::: Input records
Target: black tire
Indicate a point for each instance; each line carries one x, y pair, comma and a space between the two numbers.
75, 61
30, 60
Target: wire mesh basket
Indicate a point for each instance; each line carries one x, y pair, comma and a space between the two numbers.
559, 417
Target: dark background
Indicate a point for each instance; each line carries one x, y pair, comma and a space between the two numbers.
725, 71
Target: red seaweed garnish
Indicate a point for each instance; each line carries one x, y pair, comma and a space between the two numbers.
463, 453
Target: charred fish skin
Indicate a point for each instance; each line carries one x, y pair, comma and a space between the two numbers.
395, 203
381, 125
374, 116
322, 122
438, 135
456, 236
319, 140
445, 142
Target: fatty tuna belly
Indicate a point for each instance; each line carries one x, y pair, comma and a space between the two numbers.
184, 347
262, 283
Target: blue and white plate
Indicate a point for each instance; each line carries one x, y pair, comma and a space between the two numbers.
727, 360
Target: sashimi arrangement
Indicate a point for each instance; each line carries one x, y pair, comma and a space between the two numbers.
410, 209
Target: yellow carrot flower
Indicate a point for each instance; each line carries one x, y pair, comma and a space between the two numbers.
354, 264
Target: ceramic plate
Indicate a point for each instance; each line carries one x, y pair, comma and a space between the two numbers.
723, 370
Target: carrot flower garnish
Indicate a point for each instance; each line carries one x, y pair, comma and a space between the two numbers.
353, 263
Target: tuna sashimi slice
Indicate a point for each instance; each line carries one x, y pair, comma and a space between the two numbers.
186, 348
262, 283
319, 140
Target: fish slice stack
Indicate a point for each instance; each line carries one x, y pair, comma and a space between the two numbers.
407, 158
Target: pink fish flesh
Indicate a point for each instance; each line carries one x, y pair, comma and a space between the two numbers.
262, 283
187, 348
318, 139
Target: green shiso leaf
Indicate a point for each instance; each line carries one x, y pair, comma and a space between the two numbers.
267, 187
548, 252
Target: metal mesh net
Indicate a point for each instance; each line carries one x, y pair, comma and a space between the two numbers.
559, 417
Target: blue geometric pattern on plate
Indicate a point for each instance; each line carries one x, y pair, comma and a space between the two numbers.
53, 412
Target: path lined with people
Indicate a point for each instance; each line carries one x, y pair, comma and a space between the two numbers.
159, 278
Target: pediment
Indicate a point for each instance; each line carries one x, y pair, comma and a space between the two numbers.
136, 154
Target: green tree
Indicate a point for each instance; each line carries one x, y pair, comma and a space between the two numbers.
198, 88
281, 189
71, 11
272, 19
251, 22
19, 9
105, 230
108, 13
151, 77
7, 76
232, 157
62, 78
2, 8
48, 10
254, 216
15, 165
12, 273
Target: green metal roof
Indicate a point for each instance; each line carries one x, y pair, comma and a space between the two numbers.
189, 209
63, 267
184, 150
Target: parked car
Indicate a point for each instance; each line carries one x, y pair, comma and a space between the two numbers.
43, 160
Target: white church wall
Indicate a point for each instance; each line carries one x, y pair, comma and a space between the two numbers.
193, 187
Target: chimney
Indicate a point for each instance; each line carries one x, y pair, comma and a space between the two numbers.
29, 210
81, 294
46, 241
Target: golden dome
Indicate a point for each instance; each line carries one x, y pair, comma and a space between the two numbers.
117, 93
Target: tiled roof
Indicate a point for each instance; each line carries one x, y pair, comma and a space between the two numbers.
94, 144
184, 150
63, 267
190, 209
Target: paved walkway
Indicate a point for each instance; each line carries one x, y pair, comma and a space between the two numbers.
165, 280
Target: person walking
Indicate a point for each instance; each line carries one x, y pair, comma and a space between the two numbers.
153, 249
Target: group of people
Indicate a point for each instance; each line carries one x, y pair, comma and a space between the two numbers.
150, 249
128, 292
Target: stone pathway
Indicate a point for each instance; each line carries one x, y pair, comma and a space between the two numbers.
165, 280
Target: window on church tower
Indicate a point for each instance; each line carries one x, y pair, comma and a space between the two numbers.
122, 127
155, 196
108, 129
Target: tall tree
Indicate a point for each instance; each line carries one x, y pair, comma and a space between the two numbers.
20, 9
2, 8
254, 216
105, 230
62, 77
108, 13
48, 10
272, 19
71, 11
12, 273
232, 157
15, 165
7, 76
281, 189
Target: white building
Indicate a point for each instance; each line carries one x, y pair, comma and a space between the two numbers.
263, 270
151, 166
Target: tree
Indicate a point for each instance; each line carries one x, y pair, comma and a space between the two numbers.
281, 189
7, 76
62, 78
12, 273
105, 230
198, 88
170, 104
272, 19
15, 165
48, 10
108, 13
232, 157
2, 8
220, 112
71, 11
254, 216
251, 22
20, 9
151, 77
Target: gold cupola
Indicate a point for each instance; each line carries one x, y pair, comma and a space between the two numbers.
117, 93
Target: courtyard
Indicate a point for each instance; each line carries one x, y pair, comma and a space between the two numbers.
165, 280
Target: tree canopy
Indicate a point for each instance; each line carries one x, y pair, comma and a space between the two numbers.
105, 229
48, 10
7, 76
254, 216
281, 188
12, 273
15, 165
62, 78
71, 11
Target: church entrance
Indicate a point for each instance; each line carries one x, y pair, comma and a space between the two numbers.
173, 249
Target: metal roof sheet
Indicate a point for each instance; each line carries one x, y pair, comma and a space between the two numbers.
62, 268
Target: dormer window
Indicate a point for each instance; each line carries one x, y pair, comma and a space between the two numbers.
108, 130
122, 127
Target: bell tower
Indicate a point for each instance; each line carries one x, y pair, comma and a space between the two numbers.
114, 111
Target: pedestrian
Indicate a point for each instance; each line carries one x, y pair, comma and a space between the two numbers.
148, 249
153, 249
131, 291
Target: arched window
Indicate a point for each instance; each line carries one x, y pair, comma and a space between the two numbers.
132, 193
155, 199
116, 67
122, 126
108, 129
::::::
Copy out the records word for word, beginning with the line containing "Target: pedestrian" and continuing through the last line of the records, with both ends included.

Target: pedestrian
Indicate a point for each instance; each line carries one x, y pair, comma and a space between the two numbers.
148, 249
153, 249
131, 291
Target: arched window
Indicate a point for each instance; each line carries one x, y pair, comma and a space between the two numbers.
132, 193
155, 199
116, 67
122, 126
108, 129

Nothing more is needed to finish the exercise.